**DATASET EXCERPTS**:
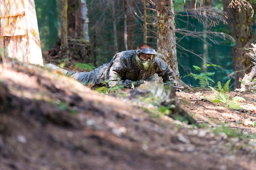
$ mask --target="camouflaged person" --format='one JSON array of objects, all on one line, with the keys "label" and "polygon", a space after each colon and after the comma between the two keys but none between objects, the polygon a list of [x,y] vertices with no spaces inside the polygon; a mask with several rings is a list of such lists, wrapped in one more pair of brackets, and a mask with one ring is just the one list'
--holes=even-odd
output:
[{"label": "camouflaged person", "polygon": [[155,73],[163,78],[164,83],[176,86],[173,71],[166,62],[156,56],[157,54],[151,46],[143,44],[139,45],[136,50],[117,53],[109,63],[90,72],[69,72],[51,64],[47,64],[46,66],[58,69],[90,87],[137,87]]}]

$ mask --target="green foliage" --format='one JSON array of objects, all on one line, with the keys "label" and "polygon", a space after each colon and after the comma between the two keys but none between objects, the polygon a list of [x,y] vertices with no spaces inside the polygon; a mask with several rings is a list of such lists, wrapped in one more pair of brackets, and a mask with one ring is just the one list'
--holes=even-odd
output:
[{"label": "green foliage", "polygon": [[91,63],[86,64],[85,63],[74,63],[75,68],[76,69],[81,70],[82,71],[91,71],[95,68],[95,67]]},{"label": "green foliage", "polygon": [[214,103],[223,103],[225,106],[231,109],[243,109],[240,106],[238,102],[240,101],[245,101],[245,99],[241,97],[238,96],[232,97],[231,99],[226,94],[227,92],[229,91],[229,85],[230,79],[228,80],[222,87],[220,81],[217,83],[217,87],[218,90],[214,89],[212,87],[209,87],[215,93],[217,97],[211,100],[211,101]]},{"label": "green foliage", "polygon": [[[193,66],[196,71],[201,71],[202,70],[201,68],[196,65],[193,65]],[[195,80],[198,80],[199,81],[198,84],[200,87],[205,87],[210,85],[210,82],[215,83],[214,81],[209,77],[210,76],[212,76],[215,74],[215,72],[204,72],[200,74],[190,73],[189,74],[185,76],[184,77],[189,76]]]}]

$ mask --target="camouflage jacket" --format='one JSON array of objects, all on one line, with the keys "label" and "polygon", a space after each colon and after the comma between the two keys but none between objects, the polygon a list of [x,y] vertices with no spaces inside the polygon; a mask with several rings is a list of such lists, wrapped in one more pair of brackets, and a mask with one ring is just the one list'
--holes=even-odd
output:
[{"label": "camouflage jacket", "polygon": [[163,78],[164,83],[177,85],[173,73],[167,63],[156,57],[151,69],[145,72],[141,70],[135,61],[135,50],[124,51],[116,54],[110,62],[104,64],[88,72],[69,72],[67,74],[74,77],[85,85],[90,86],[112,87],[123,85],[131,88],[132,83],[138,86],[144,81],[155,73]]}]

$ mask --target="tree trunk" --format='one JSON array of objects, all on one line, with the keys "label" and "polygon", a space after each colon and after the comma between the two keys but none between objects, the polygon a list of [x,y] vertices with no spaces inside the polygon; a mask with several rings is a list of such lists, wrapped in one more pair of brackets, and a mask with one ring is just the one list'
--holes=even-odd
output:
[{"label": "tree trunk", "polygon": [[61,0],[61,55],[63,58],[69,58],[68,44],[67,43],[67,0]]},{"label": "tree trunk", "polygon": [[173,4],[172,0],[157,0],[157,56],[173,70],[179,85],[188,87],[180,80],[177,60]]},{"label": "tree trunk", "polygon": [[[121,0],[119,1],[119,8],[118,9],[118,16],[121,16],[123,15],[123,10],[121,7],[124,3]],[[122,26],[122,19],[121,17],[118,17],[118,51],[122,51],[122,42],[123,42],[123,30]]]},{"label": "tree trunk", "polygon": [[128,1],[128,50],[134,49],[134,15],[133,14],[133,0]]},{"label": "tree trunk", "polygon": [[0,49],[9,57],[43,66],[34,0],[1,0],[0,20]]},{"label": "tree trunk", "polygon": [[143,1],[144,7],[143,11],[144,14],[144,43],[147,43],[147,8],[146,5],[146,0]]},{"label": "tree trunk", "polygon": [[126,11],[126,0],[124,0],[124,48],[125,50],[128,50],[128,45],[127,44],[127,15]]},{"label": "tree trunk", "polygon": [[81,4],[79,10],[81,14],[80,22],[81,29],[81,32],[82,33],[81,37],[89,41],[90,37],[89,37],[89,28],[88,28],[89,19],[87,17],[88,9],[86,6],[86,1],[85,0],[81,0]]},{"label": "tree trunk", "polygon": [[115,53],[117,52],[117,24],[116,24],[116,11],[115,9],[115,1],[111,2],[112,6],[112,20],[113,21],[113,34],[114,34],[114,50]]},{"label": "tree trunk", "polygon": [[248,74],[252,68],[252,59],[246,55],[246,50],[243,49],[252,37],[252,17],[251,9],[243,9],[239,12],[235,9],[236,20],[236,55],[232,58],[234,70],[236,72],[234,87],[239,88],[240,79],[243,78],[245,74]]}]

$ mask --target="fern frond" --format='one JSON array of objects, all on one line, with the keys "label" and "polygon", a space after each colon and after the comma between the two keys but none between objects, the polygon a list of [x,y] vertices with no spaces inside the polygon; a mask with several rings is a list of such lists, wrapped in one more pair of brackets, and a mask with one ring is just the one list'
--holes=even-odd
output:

---

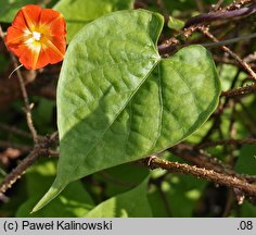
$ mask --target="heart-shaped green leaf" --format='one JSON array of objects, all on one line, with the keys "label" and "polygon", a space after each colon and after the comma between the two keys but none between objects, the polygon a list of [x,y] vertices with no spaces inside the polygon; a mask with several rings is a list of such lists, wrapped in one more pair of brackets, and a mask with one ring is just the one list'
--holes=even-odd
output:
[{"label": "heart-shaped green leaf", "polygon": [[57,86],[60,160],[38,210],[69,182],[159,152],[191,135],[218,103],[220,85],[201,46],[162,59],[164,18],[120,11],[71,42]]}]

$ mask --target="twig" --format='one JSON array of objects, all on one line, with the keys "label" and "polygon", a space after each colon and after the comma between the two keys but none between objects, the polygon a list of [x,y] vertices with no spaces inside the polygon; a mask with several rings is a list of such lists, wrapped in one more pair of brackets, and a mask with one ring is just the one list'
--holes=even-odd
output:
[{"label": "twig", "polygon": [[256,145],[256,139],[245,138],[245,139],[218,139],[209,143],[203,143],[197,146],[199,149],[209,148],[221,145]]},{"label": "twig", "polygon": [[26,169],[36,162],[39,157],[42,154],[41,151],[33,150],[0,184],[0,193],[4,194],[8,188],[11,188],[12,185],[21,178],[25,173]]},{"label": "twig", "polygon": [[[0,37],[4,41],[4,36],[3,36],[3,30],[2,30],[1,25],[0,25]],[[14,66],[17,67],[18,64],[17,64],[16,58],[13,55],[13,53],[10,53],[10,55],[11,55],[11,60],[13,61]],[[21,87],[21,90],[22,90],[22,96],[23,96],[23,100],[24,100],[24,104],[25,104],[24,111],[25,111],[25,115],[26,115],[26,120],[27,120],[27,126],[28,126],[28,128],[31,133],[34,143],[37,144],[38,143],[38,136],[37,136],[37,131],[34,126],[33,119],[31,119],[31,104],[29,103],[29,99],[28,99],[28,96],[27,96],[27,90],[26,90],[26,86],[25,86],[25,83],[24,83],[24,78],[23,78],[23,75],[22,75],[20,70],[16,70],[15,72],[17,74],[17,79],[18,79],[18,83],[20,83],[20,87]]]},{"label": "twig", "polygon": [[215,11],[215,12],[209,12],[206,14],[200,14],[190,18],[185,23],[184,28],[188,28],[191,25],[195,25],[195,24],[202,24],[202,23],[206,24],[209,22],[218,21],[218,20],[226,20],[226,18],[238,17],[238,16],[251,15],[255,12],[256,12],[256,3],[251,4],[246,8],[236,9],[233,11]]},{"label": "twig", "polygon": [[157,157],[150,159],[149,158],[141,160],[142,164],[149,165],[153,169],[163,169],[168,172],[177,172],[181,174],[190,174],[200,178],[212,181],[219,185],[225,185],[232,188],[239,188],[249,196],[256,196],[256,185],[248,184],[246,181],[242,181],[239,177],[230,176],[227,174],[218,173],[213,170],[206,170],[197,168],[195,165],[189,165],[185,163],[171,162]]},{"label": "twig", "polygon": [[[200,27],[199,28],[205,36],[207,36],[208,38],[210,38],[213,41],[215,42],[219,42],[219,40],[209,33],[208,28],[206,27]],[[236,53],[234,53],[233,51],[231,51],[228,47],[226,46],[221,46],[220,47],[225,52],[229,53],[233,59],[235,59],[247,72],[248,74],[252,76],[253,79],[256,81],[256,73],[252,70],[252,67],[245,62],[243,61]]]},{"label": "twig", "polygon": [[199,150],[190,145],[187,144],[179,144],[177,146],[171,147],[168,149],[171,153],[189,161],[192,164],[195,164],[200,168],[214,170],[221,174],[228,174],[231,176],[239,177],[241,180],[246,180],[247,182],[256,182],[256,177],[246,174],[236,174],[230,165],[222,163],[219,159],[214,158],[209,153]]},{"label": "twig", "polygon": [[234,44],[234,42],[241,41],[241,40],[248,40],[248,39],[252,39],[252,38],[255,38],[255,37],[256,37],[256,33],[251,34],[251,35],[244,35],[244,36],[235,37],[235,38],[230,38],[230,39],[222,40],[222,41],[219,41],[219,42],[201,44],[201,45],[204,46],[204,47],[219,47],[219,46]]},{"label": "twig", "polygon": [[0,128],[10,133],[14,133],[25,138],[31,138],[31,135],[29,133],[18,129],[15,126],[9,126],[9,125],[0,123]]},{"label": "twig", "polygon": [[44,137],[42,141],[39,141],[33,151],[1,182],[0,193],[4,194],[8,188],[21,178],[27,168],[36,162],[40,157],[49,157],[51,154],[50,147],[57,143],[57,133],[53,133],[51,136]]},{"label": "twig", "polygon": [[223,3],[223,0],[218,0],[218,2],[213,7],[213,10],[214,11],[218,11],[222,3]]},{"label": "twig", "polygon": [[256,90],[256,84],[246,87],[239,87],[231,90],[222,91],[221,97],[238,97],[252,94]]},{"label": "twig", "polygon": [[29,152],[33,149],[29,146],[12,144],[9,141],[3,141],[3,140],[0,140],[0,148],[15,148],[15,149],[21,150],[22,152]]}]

---

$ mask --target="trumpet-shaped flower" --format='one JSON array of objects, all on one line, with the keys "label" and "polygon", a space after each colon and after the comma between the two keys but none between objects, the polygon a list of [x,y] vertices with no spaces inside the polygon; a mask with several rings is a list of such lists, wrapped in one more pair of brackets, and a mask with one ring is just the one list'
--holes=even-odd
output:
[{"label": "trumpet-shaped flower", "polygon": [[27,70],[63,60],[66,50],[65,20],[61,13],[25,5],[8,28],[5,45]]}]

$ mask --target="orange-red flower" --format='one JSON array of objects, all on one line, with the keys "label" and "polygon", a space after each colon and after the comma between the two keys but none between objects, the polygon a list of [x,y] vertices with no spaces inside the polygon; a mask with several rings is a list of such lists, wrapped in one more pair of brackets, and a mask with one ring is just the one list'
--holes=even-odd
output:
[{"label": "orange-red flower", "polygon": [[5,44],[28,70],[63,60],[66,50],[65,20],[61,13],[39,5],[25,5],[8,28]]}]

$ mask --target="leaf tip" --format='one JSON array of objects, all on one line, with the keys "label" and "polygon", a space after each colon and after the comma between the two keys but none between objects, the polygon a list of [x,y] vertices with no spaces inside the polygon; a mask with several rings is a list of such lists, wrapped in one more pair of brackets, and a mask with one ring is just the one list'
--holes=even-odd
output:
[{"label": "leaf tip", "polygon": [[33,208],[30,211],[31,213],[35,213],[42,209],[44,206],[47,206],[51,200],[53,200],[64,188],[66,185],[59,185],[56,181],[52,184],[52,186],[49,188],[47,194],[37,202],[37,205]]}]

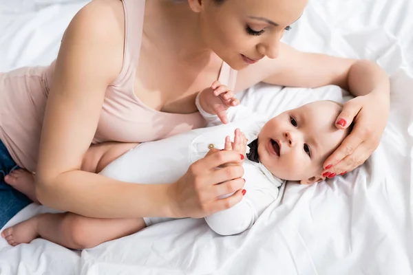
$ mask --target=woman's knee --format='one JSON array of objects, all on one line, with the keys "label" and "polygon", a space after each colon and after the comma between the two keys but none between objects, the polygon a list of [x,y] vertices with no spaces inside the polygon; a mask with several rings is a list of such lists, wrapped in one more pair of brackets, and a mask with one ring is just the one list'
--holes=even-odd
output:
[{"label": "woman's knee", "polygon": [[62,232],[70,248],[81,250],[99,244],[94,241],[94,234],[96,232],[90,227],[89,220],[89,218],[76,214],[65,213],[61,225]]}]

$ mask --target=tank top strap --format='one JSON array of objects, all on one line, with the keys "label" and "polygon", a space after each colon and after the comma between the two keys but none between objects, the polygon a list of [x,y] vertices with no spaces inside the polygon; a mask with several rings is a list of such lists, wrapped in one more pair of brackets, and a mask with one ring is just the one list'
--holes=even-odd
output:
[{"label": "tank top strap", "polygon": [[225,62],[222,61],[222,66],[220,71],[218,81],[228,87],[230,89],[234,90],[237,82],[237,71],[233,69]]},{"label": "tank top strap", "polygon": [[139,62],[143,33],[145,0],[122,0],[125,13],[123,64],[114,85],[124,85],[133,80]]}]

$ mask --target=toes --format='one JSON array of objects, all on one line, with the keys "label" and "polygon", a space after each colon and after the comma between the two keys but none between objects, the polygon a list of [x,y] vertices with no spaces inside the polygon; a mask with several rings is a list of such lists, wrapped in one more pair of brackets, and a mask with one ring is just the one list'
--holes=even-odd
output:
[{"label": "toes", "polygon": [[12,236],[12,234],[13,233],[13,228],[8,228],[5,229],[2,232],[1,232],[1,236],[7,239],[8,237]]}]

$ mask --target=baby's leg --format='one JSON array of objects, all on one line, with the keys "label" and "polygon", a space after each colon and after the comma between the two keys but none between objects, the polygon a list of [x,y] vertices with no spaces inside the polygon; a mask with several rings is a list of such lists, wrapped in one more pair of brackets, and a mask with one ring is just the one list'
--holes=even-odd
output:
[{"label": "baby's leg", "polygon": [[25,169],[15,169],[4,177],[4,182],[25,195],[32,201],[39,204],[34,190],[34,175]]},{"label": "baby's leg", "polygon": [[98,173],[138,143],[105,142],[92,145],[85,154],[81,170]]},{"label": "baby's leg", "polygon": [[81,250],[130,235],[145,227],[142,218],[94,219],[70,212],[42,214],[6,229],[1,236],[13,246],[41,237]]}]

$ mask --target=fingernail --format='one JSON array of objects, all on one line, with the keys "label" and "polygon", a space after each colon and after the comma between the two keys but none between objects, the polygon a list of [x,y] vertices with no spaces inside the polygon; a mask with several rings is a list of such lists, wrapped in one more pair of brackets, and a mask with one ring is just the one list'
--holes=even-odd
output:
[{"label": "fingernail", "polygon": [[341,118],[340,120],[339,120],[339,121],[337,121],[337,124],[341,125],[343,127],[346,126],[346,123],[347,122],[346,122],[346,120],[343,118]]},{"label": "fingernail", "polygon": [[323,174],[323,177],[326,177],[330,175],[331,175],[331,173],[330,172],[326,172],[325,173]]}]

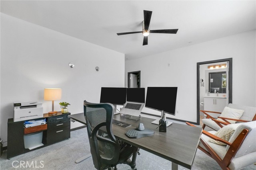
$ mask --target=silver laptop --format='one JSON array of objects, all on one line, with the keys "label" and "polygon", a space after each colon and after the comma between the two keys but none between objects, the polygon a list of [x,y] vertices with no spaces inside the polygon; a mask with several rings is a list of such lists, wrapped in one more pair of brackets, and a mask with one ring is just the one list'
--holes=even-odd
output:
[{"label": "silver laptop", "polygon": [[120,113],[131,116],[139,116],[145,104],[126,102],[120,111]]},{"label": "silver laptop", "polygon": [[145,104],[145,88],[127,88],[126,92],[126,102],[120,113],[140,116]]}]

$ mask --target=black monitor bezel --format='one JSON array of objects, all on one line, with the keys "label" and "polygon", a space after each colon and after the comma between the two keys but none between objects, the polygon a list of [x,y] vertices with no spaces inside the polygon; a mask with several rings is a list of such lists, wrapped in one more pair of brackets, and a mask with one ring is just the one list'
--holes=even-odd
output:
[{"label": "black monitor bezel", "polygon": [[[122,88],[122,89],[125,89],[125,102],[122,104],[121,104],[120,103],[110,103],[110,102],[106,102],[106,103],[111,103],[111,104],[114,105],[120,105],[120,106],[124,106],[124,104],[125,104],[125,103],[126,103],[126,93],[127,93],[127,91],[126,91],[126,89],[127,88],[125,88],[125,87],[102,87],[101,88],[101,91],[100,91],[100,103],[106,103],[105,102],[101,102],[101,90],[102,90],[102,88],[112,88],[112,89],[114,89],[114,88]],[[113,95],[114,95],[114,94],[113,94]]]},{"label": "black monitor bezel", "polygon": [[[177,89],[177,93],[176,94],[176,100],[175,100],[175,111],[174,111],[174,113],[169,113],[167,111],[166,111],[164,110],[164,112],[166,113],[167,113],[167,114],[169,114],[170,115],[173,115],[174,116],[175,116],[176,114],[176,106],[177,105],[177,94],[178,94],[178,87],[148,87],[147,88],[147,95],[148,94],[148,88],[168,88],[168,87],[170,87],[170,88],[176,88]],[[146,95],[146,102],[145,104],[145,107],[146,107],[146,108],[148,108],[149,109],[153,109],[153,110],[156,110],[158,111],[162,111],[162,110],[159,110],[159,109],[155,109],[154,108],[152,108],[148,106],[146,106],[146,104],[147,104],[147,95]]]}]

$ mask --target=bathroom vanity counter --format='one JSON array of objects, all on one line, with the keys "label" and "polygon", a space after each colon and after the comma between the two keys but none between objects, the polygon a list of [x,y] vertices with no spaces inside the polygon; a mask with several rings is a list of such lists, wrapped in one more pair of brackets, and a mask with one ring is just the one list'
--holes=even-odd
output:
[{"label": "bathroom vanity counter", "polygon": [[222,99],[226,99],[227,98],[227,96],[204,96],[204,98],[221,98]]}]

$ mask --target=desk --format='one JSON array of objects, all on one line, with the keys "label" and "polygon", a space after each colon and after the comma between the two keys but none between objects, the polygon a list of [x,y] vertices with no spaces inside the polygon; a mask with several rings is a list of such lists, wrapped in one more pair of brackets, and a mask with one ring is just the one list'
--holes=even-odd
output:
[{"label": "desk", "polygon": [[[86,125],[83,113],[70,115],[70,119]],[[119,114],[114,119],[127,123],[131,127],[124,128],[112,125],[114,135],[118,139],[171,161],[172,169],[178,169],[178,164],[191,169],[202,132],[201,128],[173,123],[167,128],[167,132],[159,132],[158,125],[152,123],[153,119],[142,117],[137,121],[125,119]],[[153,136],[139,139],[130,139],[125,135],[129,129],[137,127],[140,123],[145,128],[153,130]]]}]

**YOUR INSTRUCTIONS**:
Gather every line of the listing that contains the word "trumpet" and copy each one out.

**TASK SOLUTION**:
$ mask --target="trumpet-shaped flower" --format='one JSON array of objects, all on one line, with the keys "label" and "polygon", a space after each colon and after the comma between the two keys but none between objects, the polygon a list of [x,y] vertices with no spaces inside the polygon; a mask with several rings is a list of such lists, wrapped in one more pair of brackets, and a mask with one ring is just the one list'
[{"label": "trumpet-shaped flower", "polygon": [[27,70],[63,60],[66,50],[65,20],[61,13],[25,5],[8,28],[5,45]]}]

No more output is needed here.